**Available data:**

◆ ◆ ◆ ◆ ◆ ◆ ◆

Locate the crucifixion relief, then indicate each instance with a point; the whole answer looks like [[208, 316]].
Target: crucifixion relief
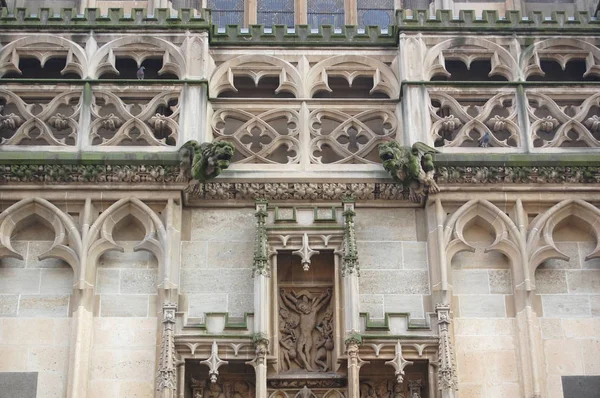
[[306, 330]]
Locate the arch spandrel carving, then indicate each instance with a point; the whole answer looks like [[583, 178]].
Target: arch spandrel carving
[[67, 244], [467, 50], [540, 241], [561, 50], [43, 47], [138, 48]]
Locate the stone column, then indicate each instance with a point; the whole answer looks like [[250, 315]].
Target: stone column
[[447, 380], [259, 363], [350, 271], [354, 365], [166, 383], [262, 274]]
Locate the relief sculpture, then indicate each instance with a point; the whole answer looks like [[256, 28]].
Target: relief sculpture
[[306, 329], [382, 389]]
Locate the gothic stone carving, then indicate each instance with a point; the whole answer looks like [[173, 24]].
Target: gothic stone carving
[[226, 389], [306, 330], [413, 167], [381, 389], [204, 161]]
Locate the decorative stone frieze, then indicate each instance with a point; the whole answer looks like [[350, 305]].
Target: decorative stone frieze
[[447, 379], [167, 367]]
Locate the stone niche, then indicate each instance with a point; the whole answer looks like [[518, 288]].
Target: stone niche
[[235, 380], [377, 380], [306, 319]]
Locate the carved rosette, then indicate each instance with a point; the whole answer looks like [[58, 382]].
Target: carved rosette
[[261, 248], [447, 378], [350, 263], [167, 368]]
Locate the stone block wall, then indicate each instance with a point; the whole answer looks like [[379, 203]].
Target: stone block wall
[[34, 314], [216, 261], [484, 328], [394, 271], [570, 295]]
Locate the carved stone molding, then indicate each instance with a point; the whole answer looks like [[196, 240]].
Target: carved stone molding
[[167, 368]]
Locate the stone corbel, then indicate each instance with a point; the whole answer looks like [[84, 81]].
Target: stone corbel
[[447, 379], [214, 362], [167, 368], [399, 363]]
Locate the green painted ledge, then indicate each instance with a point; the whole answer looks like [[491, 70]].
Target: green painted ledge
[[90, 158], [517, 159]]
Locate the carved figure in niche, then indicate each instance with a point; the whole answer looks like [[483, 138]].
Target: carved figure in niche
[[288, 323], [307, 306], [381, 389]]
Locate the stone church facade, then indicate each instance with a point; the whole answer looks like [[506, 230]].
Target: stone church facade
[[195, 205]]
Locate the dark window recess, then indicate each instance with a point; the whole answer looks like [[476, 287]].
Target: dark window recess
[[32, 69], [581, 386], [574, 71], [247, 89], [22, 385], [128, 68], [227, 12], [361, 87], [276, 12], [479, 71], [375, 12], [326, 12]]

◆ ◆ ◆ ◆ ◆ ◆ ◆

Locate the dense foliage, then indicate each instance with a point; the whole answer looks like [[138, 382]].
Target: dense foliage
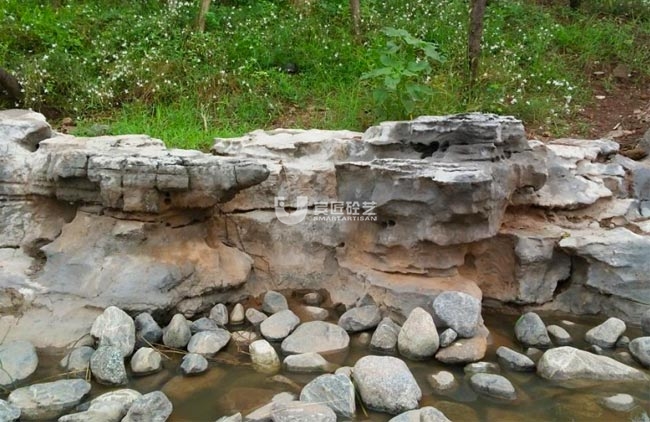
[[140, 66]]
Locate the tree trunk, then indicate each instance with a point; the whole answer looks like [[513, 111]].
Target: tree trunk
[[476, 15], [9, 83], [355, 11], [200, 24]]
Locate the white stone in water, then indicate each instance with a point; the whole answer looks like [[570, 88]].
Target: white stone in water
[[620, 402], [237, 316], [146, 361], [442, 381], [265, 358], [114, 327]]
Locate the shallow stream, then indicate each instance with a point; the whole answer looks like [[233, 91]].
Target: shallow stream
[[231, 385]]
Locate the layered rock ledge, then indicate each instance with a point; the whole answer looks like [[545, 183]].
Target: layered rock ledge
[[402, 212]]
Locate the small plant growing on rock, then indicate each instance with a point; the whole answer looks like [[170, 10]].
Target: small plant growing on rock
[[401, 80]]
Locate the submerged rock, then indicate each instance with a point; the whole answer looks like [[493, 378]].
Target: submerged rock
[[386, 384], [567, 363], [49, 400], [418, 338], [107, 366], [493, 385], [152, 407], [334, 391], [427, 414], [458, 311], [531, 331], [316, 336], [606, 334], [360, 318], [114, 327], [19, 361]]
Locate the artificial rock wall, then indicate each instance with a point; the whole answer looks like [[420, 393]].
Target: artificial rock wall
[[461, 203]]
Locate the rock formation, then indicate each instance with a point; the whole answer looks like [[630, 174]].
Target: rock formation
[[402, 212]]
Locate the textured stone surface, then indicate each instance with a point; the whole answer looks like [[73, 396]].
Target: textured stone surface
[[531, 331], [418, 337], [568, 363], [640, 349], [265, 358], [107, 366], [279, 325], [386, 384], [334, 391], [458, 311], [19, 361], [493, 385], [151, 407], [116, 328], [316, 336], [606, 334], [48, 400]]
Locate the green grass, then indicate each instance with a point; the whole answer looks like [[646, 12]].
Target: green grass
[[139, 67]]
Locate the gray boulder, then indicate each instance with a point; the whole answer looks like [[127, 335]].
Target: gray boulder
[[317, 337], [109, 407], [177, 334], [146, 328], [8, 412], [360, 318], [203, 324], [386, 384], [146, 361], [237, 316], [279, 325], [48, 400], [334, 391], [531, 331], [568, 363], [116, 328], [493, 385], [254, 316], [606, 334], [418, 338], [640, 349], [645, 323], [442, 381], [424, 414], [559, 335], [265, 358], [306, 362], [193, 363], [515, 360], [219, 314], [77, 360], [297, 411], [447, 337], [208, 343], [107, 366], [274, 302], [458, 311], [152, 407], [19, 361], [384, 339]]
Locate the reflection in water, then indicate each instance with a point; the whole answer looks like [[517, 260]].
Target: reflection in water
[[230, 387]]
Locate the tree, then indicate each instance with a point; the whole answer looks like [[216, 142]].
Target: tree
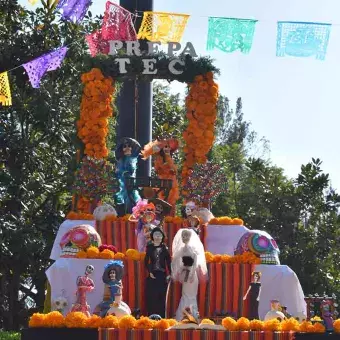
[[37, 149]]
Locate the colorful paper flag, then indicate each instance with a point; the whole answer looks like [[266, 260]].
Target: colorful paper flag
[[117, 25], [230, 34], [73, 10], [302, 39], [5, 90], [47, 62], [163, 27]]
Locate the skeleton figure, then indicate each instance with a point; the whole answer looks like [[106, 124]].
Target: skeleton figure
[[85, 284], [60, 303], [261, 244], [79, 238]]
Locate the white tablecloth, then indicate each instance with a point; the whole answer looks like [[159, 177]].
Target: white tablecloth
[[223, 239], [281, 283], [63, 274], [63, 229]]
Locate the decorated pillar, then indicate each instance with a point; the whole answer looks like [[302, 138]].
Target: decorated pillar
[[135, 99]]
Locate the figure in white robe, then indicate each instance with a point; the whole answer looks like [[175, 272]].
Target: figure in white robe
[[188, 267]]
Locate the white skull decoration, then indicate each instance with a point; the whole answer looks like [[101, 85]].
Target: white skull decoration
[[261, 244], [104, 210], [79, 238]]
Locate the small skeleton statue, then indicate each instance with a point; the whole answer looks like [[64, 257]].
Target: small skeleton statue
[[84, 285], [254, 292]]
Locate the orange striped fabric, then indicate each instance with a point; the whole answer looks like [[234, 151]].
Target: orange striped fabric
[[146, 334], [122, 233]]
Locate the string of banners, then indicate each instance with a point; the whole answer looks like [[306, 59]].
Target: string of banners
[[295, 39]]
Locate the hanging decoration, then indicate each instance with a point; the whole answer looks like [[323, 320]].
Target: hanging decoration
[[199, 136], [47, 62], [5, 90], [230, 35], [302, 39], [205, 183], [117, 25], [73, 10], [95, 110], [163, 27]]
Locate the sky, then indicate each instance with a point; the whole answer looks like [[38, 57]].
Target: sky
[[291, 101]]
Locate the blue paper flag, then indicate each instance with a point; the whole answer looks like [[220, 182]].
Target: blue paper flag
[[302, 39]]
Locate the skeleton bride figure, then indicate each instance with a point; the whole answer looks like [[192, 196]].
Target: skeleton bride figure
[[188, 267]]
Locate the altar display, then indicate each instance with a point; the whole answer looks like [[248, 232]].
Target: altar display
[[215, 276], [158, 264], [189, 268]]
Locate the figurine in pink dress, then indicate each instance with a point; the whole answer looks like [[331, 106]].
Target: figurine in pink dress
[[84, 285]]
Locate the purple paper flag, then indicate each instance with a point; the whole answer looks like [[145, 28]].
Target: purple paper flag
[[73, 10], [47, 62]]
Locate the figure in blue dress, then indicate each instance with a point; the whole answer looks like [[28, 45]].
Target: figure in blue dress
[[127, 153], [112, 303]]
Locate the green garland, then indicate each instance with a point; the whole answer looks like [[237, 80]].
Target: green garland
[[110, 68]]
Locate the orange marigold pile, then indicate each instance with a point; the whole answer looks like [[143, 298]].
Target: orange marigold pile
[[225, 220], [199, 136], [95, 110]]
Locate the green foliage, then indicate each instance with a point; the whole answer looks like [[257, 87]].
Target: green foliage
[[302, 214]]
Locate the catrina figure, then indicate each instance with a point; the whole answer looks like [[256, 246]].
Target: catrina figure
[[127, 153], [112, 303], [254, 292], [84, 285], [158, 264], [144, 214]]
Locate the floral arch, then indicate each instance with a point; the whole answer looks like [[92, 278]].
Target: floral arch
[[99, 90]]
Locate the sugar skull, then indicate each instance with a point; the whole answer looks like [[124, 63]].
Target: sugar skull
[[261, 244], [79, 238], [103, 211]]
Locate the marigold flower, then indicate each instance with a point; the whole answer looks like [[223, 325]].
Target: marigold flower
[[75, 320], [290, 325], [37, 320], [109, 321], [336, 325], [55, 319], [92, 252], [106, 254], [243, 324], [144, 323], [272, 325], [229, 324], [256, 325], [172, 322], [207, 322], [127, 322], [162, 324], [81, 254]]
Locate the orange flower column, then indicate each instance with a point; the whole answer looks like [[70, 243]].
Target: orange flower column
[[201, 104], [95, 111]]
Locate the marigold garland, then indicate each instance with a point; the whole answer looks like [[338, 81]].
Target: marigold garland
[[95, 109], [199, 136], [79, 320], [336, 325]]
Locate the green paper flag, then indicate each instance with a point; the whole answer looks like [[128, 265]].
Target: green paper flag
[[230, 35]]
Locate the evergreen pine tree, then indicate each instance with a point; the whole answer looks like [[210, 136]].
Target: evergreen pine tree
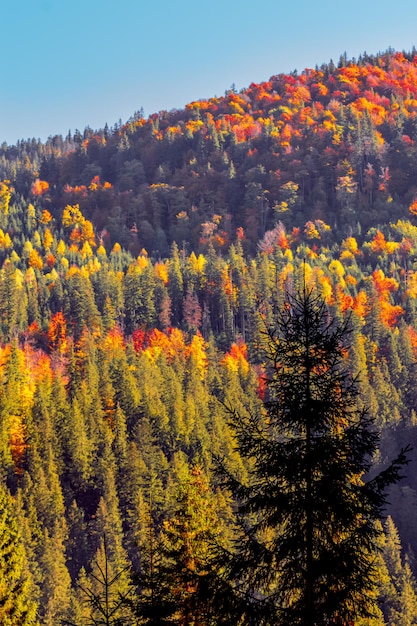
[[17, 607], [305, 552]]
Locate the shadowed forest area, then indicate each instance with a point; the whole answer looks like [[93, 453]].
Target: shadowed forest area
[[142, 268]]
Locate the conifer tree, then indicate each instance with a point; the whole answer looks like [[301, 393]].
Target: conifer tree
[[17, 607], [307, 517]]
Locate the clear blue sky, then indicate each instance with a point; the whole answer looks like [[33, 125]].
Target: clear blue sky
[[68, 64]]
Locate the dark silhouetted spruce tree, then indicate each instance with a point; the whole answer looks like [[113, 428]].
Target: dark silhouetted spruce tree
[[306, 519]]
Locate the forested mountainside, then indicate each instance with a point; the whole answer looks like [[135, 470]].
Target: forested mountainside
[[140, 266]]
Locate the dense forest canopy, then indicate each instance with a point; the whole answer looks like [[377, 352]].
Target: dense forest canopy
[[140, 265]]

◆ ◆ ◆ ◆ ◆ ◆ ◆

**Exercise goal:** Reproduce, character for character, everything in the records above from the line containing "Locate the purple" down to the line containing "324], [81, 254]]", including both of those lines.

**Correct answer:**
Locate the purple paper flag, then indicate each instance with a point; the whole answer looks like [[145, 28]].
Target: purple paper flag
[[73, 10], [47, 62]]
Locate the figure in blue dress, then indicate each instance with a point; the whole answer looks like [[28, 45]].
Target: figure in blue dress
[[127, 153], [112, 303]]
Locate the green garland, then indicate each instance with a point; the whole answer looks like [[237, 80]].
Target: green garland
[[110, 68]]
Locate the orange marigold pile, then indicate each instance with a point; the whole answer looks like [[143, 298]].
Target: orange marigold pile
[[225, 220], [199, 136], [95, 110]]
Locate the green foliage, then indicate each instance with a point; the whole answer looks like [[257, 87]].
Target: green foliage
[[302, 214]]
Locate the catrina figure, then indicate each instance with a point; the whole answer looks like [[256, 246]].
Target: catrina figure
[[127, 153], [112, 303], [254, 292], [84, 285], [158, 264], [144, 214]]
Locate the floral arch, then indicate each instance with a point; the whole answer looks like [[92, 278]].
Target: floral arch
[[99, 90]]
Locate the sugar skull, then indicate each instance with a point; the whole answer looks like [[124, 63]].
Target: sugar skull
[[261, 244], [79, 238], [103, 211]]
Locate the marigold flower, then indicate each instance with a point; the whole answer looks like [[223, 325]].
Target: marigold flower
[[75, 320], [290, 325], [37, 320], [109, 321], [336, 325], [55, 319], [92, 252], [106, 254], [243, 324], [144, 323], [272, 325], [229, 324], [256, 325], [172, 322], [207, 322], [127, 322], [162, 324], [81, 254]]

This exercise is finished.